▸ Задача для решения:
Укажите, какие пути, согласно фрагменту о болдинской лирике Пушкина, предугадывает «Румяный критик».

▸ Фрагмент документа:

Болдинская лирика А. С. Пушкина. 1830 год - [58]

Шрифт
Интервал

Лирико-сатирический диалог Пушкина смело вступает в художественную область, где господствует иной, драматический принцип построения. Столкновение реплик в «Румяном критике» наделено особою взрывчатой силой, той импульсивностью и психологической достоверностью реакций на собеседника, которые доступны лишь драматической речи. Слово фиксирует перепады настроений, возникающие в ходе диалога («Что ж ты нахмурился?..», «…Что, брат? уж не трунишь?..»), порою вбирает в себя отзвуки действия, следы как бы прочеркнутого движения персонажа («Куда же ты?..» «Постой, а карантин!»). Сближая лирический образ с художественным опытом эпоса и драмы, «Румяный критик» предугадывает дальнейшие пути русской лирической поэзии.

▸ Предоставленные материалы:
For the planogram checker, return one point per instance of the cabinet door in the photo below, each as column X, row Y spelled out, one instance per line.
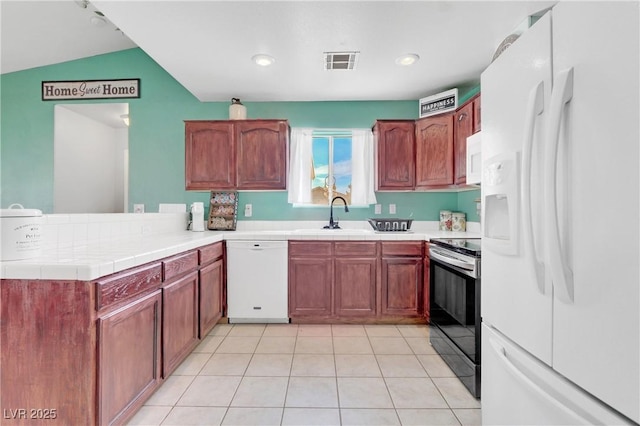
column 395, row 145
column 210, row 161
column 355, row 286
column 261, row 154
column 128, row 357
column 211, row 296
column 434, row 151
column 310, row 284
column 180, row 320
column 463, row 129
column 402, row 281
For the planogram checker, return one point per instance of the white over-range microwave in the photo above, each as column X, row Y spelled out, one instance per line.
column 474, row 159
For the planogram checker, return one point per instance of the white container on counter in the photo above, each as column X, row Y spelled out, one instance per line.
column 21, row 233
column 458, row 222
column 197, row 217
column 445, row 220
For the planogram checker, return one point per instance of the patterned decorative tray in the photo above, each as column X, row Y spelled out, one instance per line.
column 223, row 211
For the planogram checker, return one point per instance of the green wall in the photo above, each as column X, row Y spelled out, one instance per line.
column 156, row 139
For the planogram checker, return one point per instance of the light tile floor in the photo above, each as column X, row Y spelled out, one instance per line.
column 289, row 374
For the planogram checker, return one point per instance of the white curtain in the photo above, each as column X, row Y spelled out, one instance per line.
column 362, row 168
column 300, row 161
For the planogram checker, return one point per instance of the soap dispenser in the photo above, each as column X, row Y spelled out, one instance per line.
column 197, row 217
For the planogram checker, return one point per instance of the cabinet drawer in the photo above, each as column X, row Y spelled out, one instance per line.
column 306, row 248
column 402, row 248
column 124, row 285
column 210, row 253
column 368, row 249
column 180, row 264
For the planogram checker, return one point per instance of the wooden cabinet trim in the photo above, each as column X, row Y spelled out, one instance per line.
column 211, row 300
column 180, row 321
column 123, row 286
column 402, row 248
column 357, row 249
column 179, row 264
column 310, row 248
column 211, row 253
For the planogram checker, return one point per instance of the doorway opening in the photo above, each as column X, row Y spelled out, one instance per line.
column 91, row 156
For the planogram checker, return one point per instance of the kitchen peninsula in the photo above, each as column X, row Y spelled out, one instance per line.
column 92, row 327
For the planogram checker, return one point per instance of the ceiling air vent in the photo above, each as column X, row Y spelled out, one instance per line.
column 340, row 60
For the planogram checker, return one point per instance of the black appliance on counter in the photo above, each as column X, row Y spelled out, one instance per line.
column 454, row 281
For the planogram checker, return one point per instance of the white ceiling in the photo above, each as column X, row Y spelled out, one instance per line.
column 207, row 45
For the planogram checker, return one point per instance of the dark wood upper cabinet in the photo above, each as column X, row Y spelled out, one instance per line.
column 464, row 121
column 210, row 161
column 434, row 151
column 261, row 154
column 236, row 154
column 395, row 144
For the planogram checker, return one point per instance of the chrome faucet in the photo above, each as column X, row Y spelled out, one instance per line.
column 332, row 224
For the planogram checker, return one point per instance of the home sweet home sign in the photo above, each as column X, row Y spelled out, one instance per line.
column 90, row 89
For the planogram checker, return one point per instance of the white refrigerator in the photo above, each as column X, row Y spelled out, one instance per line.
column 560, row 211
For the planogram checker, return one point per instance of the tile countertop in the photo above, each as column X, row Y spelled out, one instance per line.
column 95, row 259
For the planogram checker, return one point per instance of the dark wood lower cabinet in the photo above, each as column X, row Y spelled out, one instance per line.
column 402, row 286
column 179, row 321
column 355, row 280
column 128, row 358
column 355, row 287
column 91, row 352
column 310, row 286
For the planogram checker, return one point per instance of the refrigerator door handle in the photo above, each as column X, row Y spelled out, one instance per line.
column 535, row 106
column 554, row 399
column 561, row 274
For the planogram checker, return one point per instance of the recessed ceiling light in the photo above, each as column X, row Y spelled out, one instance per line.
column 407, row 59
column 263, row 60
column 98, row 21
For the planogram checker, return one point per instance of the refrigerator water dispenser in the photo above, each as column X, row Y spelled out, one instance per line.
column 500, row 187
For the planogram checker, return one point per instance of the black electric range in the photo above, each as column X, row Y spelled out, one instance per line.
column 454, row 310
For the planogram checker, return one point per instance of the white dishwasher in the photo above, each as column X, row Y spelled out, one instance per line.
column 257, row 287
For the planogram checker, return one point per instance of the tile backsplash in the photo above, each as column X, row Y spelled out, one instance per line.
column 75, row 230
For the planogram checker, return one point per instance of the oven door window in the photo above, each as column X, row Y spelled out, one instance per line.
column 453, row 306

▸ Ответ к заданию:
Дальнейшие пути русской лирической поэзии.